WHAT YOU SHOULD DO — A word-for-word copy of the data is what's wanted, with no pictures.

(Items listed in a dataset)
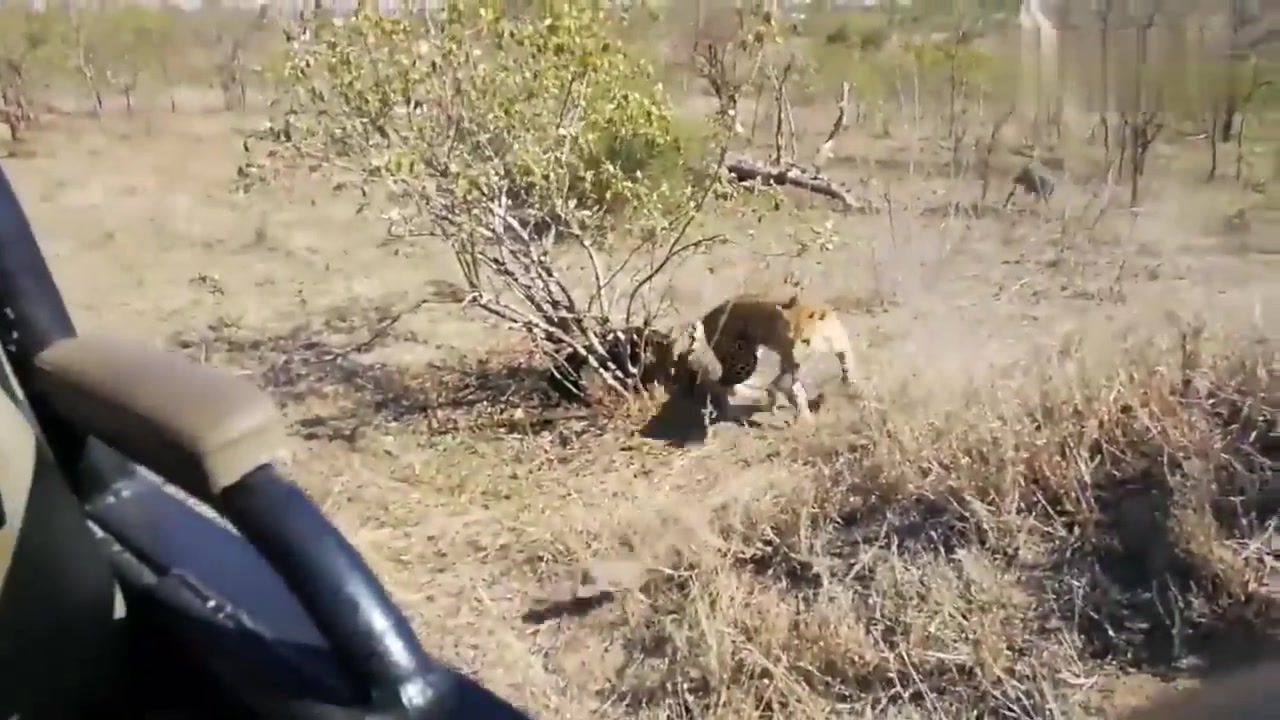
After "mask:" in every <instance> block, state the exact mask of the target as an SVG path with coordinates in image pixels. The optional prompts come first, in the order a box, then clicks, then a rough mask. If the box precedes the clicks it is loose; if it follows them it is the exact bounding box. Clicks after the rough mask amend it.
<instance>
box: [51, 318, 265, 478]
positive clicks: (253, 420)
mask: <svg viewBox="0 0 1280 720" xmlns="http://www.w3.org/2000/svg"><path fill="white" fill-rule="evenodd" d="M36 383H37V389H38V391H41V392H42V395H44V396H45V397H46V398H47V400H49V401H50V402H51V404H52V405H54V409H55V410H56V411H58V413H59V414H60V415H63V416H64V418H65V419H68V420H70V421H72V423H73V424H76V425H77V427H78V428H79V429H82V430H84V432H87V433H90V434H92V436H96V437H97V438H99V439H101V441H102V442H105V443H108V445H110V446H111V447H114V448H115V450H118V451H120V452H123V454H124V455H125V456H128V457H129V459H131V460H133V461H134V462H138V464H141V465H143V466H146V468H148V469H150V470H152V471H155V473H156V474H159V475H161V477H163V478H165V479H166V480H168V482H170V483H174V484H177V486H179V487H182V488H183V489H186V491H187V492H189V493H192V495H195V496H197V497H202V498H206V500H210V498H211V496H212V495H216V493H218V492H220V491H223V489H225V488H227V487H229V486H232V484H233V483H236V482H237V480H238V479H241V478H242V477H243V475H244V474H246V473H248V471H251V470H253V469H255V468H259V466H261V465H264V464H266V462H270V461H271V460H273V457H274V456H275V454H276V452H278V451H279V450H280V447H282V446H283V442H284V438H285V432H284V425H283V423H282V420H280V418H279V414H278V413H276V409H275V404H274V402H271V398H270V397H269V396H268V395H266V393H265V392H262V391H261V389H259V388H257V387H255V386H253V384H252V383H248V382H244V380H242V379H239V378H237V377H234V375H230V374H228V373H225V372H223V370H218V369H215V368H210V366H206V365H201V364H198V363H193V361H191V360H188V359H187V357H184V356H183V355H179V354H177V352H168V351H164V350H160V348H155V347H151V346H148V345H146V343H143V342H138V341H131V340H125V338H119V337H110V336H83V337H76V338H68V340H63V341H59V342H56V343H54V345H52V346H50V347H49V348H47V350H45V351H44V352H41V354H40V355H38V356H37V357H36Z"/></svg>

WORKED SOLUTION —
After "mask:" in every <instance> block, state the exact mask of the target as an SVG path with coordinates in image pixels. The optional prompts come first, in the order a box, then clicks, then a rough mask. If the box precedes the clicks it is loose; if it follows them it is the exact bounding box. Clicks after the rough mask amend it.
<instance>
box: [51, 318, 265, 478]
positive clicks: (253, 420)
mask: <svg viewBox="0 0 1280 720" xmlns="http://www.w3.org/2000/svg"><path fill="white" fill-rule="evenodd" d="M36 383H37V389H38V391H41V392H42V395H44V396H45V397H46V398H47V400H49V401H50V402H51V404H52V405H54V409H55V410H56V411H58V413H59V414H60V415H63V416H64V418H65V419H68V420H70V421H72V423H73V424H76V425H77V427H78V428H79V429H82V430H84V432H87V433H90V434H92V436H96V437H97V438H99V439H101V441H102V442H105V443H108V445H110V446H111V447H114V448H115V450H118V451H120V452H123V454H124V455H125V456H128V457H129V459H131V460H133V461H134V462H138V464H141V465H143V466H146V468H148V469H150V470H152V471H155V473H156V474H159V475H161V477H163V478H165V479H166V480H168V482H170V483H174V484H177V486H179V487H182V488H183V489H186V491H187V492H189V493H192V495H195V496H197V497H202V498H206V500H210V498H211V496H212V495H216V493H218V492H220V491H223V489H225V488H227V487H229V486H232V484H233V483H236V482H237V480H238V479H241V478H242V477H243V475H244V474H246V473H248V471H251V470H253V469H255V468H259V466H261V465H264V464H266V462H270V461H271V460H273V457H274V456H275V454H276V452H278V451H279V450H280V447H282V446H283V442H284V438H285V432H284V425H283V423H282V420H280V418H279V414H278V413H276V409H275V404H274V402H271V398H270V397H269V396H268V395H266V393H265V392H262V391H261V389H259V388H257V387H255V386H253V384H252V383H248V382H244V380H242V379H239V378H237V377H234V375H230V374H228V373H225V372H223V370H218V369H215V368H210V366H206V365H201V364H198V363H193V361H191V360H188V359H187V357H184V356H183V355H179V354H177V352H168V351H164V350H160V348H155V347H151V346H148V345H146V343H143V342H138V341H131V340H125V338H119V337H110V336H83V337H76V338H68V340H63V341H59V342H56V343H54V345H52V346H50V347H49V348H47V350H45V351H44V352H41V354H40V355H38V356H37V357H36Z"/></svg>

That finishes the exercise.